Work instructions —
Edit the records starting at the line that contains "In the photo above, where can the girl's" and ending at the end of the records: replace "blue jeans" with "denim trousers" and keep everything else unchanged. Return only those lines.

Source records —
================
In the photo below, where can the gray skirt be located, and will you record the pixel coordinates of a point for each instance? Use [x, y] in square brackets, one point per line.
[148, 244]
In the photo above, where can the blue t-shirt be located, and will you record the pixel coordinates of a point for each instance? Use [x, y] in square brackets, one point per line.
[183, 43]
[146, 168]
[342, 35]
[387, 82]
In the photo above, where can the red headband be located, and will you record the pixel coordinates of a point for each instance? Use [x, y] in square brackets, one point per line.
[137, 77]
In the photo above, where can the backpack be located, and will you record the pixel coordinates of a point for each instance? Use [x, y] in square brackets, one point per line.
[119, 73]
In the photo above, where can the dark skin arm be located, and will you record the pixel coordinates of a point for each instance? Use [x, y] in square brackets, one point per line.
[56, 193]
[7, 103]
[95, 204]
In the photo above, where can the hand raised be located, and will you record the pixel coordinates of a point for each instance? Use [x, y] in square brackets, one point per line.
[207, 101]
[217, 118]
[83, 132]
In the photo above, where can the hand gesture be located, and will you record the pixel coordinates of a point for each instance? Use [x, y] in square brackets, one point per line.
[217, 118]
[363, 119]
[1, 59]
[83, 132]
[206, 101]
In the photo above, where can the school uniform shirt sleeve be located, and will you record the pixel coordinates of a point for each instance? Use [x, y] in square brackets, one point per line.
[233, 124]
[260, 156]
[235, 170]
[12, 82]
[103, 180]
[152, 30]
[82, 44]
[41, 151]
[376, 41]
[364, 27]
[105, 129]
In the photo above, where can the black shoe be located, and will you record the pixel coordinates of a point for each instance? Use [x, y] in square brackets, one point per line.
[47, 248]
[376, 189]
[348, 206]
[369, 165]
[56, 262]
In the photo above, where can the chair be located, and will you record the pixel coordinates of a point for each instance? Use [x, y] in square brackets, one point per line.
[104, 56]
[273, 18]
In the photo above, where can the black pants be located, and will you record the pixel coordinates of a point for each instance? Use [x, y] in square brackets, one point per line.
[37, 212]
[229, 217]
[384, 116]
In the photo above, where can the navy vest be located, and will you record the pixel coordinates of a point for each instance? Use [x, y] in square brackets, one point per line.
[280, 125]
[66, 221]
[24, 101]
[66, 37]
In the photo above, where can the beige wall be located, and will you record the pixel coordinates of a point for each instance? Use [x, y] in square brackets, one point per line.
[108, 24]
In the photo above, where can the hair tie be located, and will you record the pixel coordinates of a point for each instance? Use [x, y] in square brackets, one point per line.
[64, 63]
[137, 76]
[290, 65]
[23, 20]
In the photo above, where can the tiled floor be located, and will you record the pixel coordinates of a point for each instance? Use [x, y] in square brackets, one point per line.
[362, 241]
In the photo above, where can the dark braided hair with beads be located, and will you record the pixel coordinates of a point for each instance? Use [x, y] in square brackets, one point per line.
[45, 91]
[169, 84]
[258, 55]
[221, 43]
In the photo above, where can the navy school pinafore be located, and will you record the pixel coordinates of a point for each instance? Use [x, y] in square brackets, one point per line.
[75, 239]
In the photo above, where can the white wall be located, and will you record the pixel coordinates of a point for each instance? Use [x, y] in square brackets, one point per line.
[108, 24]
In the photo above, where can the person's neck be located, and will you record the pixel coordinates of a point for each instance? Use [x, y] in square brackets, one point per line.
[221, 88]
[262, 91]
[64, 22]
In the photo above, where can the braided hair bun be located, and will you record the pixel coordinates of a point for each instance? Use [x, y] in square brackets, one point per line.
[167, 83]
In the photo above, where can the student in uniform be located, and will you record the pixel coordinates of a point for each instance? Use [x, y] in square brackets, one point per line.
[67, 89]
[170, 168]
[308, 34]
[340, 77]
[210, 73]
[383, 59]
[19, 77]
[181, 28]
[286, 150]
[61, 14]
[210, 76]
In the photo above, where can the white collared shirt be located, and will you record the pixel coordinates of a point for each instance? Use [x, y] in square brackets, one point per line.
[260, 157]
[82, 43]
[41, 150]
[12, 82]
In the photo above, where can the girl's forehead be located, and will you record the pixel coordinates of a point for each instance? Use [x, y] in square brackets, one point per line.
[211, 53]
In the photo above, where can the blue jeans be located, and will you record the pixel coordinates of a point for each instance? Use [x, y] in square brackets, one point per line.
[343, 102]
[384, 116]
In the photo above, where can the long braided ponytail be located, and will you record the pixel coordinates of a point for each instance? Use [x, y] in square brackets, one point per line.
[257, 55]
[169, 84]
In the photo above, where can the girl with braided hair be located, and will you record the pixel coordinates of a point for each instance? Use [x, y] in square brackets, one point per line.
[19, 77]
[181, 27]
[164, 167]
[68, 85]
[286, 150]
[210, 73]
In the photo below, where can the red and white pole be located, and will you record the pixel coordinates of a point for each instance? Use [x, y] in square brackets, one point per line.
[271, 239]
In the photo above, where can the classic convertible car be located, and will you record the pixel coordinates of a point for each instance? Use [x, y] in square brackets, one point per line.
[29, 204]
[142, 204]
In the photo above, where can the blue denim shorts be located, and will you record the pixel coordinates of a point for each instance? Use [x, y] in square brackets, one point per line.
================
Finished task —
In the photo above, where can the girl's forehead be located, and will you record the pixel coordinates of a point for each instance? Use [x, y] in square brackets, one point per line.
[211, 53]
In the photo above, where can the denim trousers be located, and will you record the pixel coordinates of a point for each instance? Use [x, y] in square brackets, one point per line.
[343, 102]
[384, 116]
In the photo above, where can the long braided ponytail be located, and will you record the pixel coordinates of a point for each instance? Use [x, y] in square brackets, one point per line.
[257, 55]
[169, 84]
In the photo above, where can the girl with braided hair be located, and will you record the pixel coordinates of a point for each instance? Use [x, y] in square brackets, one point per line.
[19, 77]
[181, 27]
[164, 167]
[68, 85]
[286, 150]
[210, 73]
In the photo below, where can the red and white pole be located, and will you record the pixel coordinates of a point for each instance? Use [x, y] in square brackets, one point per line.
[271, 239]
In the photo above, where can the classic convertible car be located, and will you record the pixel coordinates of a point for each instance? Use [x, y] in square brackets, one point per line.
[29, 204]
[142, 204]
In the photo above, where can the blue denim shorts be located, and will you record the pixel coordinates of a point for each instance? Use [x, y] in square brackets, one point per line.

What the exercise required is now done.